▶ **WHAT TO WORK ON**:
What the task requires is each entry, restated exactly.

(Items listed in a dataset)
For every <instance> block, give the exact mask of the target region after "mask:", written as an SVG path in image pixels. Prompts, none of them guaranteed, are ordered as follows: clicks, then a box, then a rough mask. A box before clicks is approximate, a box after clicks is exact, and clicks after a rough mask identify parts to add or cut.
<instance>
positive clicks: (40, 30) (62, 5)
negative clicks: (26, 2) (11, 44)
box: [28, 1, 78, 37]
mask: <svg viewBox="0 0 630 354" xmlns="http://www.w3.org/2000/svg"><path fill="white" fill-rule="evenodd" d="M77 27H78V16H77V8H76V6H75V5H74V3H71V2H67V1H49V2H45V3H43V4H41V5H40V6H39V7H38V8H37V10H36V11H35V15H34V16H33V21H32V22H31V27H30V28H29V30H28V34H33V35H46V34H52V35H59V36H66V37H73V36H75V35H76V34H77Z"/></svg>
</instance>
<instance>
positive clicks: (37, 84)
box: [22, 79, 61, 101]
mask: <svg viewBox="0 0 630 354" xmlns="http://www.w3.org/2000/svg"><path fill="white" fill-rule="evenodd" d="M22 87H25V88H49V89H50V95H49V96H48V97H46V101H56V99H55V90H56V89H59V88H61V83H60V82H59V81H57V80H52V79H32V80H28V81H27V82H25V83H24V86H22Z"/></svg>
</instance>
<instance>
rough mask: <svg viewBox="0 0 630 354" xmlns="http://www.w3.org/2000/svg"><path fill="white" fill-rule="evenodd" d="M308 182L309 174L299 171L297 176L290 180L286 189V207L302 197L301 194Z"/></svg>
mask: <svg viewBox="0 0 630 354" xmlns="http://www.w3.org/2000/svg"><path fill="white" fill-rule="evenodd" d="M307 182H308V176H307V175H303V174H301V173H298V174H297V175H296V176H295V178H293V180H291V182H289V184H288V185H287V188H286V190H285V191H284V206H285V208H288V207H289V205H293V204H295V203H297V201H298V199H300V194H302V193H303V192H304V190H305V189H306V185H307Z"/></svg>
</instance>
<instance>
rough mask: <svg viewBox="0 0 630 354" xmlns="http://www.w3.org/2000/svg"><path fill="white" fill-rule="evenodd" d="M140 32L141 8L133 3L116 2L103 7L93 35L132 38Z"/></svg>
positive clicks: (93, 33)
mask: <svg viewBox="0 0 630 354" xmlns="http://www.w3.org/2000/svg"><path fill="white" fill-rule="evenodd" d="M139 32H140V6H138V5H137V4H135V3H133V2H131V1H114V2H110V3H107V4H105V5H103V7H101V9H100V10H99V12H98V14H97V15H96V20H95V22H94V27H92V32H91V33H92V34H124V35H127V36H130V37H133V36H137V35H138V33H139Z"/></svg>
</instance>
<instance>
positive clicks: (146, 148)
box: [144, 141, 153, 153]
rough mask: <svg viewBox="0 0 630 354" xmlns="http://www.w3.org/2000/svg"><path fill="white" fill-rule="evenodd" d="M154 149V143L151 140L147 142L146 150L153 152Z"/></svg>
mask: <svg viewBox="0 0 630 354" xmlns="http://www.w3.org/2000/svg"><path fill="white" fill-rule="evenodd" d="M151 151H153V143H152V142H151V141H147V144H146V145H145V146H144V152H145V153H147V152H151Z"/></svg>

▶ **RESPONSE TO THE EXERCISE**:
For every <instance> block, give the exact mask of the target region after "mask:", written as an SVG path in image pixels. Prompts, none of them guaranteed, are ordered as follows: clicks, then a box, then a rough mask. A box before clicks is approximate, a box after clicks is exact, and clicks after a rough mask identify parts to add or cut.
<instance>
positive clicks: (40, 30) (62, 5)
negative clicks: (26, 2) (11, 44)
box: [28, 1, 78, 37]
mask: <svg viewBox="0 0 630 354" xmlns="http://www.w3.org/2000/svg"><path fill="white" fill-rule="evenodd" d="M77 27H78V16H77V8H76V6H75V5H74V3H71V2H67V1H49V2H45V3H43V4H41V5H40V6H39V7H38V8H37V10H36V11H35V15H34V16H33V21H32V22H31V27H30V28H29V30H28V34H33V35H46V34H52V35H59V36H66V37H73V36H75V35H76V34H77Z"/></svg>
</instance>
<instance>
positive clicks: (37, 84)
box: [22, 79, 61, 101]
mask: <svg viewBox="0 0 630 354" xmlns="http://www.w3.org/2000/svg"><path fill="white" fill-rule="evenodd" d="M22 87H25V88H49V89H50V95H49V96H48V97H46V101H56V99H55V90H56V89H59V88H61V83H60V82H59V81H57V80H52V79H32V80H28V81H27V82H25V83H24V86H22Z"/></svg>
</instance>
<instance>
rough mask: <svg viewBox="0 0 630 354" xmlns="http://www.w3.org/2000/svg"><path fill="white" fill-rule="evenodd" d="M308 182L309 174L299 171L297 176L290 180L286 189V207L302 197L301 194Z"/></svg>
mask: <svg viewBox="0 0 630 354" xmlns="http://www.w3.org/2000/svg"><path fill="white" fill-rule="evenodd" d="M307 182H308V176H307V175H303V174H301V173H298V174H297V175H296V176H295V178H293V180H291V182H289V184H288V185H287V188H286V190H285V191H284V206H285V208H288V207H289V205H293V204H295V203H297V201H298V199H300V194H302V193H303V192H304V190H305V189H306V185H307Z"/></svg>
</instance>
<instance>
rough mask: <svg viewBox="0 0 630 354" xmlns="http://www.w3.org/2000/svg"><path fill="white" fill-rule="evenodd" d="M140 32L141 8L133 3L116 2L103 7L93 35L132 38Z"/></svg>
positive clicks: (93, 33)
mask: <svg viewBox="0 0 630 354" xmlns="http://www.w3.org/2000/svg"><path fill="white" fill-rule="evenodd" d="M139 32H140V6H138V5H137V4H135V3H133V2H131V1H114V2H110V3H107V4H105V5H103V7H101V9H100V10H99V12H98V14H97V15H96V20H95V22H94V27H92V32H91V33H92V34H124V35H127V36H130V37H133V36H137V35H138V33H139Z"/></svg>
</instance>
<instance>
positive clicks: (146, 148)
box: [144, 141, 153, 153]
rough mask: <svg viewBox="0 0 630 354" xmlns="http://www.w3.org/2000/svg"><path fill="white" fill-rule="evenodd" d="M154 149V143L151 140L147 142L146 150L153 152Z"/></svg>
mask: <svg viewBox="0 0 630 354" xmlns="http://www.w3.org/2000/svg"><path fill="white" fill-rule="evenodd" d="M151 151H153V143H152V142H151V141H147V144H146V145H145V146H144V152H145V153H147V152H151Z"/></svg>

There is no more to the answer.